Page extract =>
--- START ---

Green architecture is becoming increasingly mainstream with the lots of eco-friendly architectural innovations and simple of-the-shelf construction products to help ‘green’ living.
Green architecture seeks to minimize the negative environmental impact of buildings by enhancing efficiency and moderation in the use of materials, energy, and development space.
An eco-friendly space requires planning as much as commitment towards a better future
Principles of Green Architecture
EPrinciples of Green Architecture: Energy Efficiency
• design passive solar energy facilities use energy efficient appliances, solar panels and heat pump technology
• Use of computer sensor controlled energy saving devices; like automatic dimmers for lighting and occupancy sensors to adjust air-conditioning automatically
• centralise plumbing, insulate cold/hot water piping
• Using energy saving lighting like CFL
• Install Monitor Power Management Software
• Use of low power computers
Principles of Green Architecture: Water Conservation
• collect rainwater for external use i.e. garden/washing car
• use water conserving appliances including toilets, shower, taps, washing machine and dish washer eg. Low flow faucets, water saving dual flush tanks
• reduce irrigation and surface water run-off
Principles of Green Architecture:
Low Environmental Impact
• include water permeable landscape features
• enhance native bush and create edible gardens
• establish home recycling bins and garden composting.
Principles of Green Architecture: Building Materials
• Certified Wood - Specify wood from certified sustainably managed forests.
• select low volatile organic compounds (VOC) and toxic-free paints, finishes and adhesives
• use materials that permit the building membrane to 'breathe'
• apply natural floor surfaces such as tile, timber and linoleum
• use sustainable solid timbers rather than processed composite sheet materials
• use inert gypsum-based wall and ceiling linings.
• Rapidly Renewable Materials such as straw, bamboo and some woods
Principles of Green Architecture: Sustainability
• think globally -act locally
• reduce CO2 production, ozone and resource depletion, rainforest destruction and erosion
• encourage environmentally-friendly technologies and sustainable solutions
Principles of Green Architecture: Waste Reduction
• select materials using recycled components
• design for re-use and recycling
• control and reduce waste and packaging
• reduce resource consumption.
Principles of Green Architecture:
Health and Wellbeing
• meet the basic physical, emotional and spiritual needs of the occupants
• consider healthy lighting, colour and sound, controlled temperature and humidity and good indoor air quality to enhance the living environment
• reduce formaldehyde emissions and use pollution fighting indoor plants
• create an asthma aware home i.e. no fitted carpets, reduced ledges, low-allergen gardens
• apply an integrated wiring system for lighting, power, security, fire alarm and audio facilities
• design a safe and user-friendly space
Principles of Green Architecture
: Economic Performance
• consider maintenance of the space plus initial 'running costs' pay-back period
• strive for a balance between ecological integrity and economic viability.
Principles of Green Architecture: Community Support
• use local resources, skills, labour, crafts and art
• consider local facilities and utilities
Points for a Green office
1. Open plan
2. Big atrium
3. Communal desks for multiple users
4. Terra cotta Floor tiles and fly ash bricks are eco-friendly
5. Clear, white walls, eco-paints
6. Large, well-insulated double glazed windows, with solar shades
7. Solar panels
9. Low-energy computers
Eco-friendly buildings are the buzz in the world of sustainable energy. Architects are becoming one with certification programs such as LEED, which offers tools for those within the green building industry. LEED, an acronym for Leadership in Energy in Environmental Design, sets a standard for improving energy usage and lowering the carbon imprint, as well for innovation and design.

--- END ---

[Natural-language object grounding data]

--- START ---

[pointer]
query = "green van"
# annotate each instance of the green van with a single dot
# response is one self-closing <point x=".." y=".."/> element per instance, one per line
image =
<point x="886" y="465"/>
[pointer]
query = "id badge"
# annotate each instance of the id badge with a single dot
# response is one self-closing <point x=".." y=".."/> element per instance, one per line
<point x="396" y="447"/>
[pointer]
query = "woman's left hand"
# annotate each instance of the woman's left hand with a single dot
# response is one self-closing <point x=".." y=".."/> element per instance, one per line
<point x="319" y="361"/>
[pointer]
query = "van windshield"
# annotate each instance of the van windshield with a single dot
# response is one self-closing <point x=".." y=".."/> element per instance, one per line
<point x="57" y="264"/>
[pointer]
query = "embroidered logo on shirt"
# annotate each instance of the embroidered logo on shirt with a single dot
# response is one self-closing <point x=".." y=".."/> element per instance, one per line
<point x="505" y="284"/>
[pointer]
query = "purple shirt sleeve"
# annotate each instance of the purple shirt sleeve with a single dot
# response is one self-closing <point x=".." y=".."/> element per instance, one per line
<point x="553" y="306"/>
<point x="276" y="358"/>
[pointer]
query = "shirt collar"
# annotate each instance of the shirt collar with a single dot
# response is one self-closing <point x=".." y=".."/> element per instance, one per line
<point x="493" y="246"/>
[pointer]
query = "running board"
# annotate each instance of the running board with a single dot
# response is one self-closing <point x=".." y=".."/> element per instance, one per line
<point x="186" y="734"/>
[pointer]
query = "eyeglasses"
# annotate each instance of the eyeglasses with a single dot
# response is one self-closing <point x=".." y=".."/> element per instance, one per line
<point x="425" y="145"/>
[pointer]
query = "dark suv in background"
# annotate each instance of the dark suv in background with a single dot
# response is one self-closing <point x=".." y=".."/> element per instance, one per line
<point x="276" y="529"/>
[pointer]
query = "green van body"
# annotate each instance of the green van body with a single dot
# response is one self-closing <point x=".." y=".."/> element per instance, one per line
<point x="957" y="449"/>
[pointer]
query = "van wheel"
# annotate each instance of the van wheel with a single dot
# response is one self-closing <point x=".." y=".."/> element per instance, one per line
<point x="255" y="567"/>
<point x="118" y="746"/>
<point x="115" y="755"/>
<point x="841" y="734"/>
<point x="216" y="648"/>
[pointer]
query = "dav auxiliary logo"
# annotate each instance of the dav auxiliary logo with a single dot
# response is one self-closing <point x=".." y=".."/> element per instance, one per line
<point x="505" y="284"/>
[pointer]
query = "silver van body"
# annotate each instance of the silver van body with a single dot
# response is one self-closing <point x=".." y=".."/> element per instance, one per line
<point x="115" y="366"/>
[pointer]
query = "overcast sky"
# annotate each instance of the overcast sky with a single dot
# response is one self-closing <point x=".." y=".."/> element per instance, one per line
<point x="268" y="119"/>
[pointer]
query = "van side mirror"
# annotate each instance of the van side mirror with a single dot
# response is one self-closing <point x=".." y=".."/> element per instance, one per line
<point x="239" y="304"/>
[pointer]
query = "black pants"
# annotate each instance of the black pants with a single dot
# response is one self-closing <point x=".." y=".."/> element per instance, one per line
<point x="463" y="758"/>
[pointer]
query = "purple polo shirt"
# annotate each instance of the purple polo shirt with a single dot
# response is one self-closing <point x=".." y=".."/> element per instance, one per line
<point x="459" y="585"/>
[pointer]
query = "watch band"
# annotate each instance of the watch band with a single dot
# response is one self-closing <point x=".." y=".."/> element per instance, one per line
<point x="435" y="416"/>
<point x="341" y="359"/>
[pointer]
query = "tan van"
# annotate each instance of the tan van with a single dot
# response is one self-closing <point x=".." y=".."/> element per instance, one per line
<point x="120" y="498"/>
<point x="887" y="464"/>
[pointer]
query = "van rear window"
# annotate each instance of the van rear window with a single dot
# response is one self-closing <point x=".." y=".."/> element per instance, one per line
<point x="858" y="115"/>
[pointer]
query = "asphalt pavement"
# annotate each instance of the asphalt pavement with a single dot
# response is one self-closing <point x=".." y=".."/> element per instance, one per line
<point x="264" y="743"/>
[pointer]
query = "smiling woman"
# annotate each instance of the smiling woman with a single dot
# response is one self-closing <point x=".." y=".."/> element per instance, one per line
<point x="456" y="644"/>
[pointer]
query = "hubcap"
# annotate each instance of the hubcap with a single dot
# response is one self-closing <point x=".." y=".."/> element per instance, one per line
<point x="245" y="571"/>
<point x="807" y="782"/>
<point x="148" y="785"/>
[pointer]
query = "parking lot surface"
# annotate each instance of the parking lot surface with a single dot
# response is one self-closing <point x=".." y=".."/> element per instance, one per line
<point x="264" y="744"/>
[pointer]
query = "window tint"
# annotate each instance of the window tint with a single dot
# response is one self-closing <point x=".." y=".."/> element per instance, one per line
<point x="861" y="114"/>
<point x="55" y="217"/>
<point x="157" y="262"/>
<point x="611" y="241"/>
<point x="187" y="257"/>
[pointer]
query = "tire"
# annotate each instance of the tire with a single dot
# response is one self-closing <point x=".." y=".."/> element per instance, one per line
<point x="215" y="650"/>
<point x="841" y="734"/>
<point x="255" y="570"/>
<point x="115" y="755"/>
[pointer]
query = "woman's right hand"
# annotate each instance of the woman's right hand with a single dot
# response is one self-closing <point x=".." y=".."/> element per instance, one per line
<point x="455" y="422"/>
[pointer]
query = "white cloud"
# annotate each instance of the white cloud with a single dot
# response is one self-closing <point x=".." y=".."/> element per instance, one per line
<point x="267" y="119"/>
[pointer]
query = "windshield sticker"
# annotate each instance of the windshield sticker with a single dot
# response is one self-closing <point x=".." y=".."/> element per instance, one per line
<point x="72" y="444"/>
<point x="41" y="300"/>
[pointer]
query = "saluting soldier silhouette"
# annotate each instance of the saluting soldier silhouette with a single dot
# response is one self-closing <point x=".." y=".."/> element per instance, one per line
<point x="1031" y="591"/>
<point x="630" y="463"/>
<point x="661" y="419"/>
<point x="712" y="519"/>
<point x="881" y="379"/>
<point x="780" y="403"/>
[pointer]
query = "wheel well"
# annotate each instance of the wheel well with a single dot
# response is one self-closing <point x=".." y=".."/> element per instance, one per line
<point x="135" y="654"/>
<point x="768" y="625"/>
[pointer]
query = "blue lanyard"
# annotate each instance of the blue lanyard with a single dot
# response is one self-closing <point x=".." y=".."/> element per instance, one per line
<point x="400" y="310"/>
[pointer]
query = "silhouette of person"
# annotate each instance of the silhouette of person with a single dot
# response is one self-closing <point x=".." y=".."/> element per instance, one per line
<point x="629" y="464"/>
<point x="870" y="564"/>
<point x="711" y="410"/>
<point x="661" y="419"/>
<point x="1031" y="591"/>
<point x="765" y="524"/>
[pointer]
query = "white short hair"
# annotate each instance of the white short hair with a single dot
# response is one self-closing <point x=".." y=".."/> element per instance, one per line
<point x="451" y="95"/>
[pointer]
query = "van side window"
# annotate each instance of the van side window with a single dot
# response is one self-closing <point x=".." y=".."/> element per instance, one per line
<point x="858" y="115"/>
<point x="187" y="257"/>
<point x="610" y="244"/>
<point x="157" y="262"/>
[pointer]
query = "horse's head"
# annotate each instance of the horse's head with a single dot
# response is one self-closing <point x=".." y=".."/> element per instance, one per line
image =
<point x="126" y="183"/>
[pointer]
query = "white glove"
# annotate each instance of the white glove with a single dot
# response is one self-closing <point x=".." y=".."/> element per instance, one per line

--- END ---

Work to complete =>
Transcribe the part of the green architecture text above that opens with the words containing "Green architecture is" and closes with "help ‘green’ living.".

Output of the task =>
Green architecture is becoming increasingly mainstream with the lots of eco-friendly architectural innovations and simple of-the-shelf construction products to help ‘green’ living.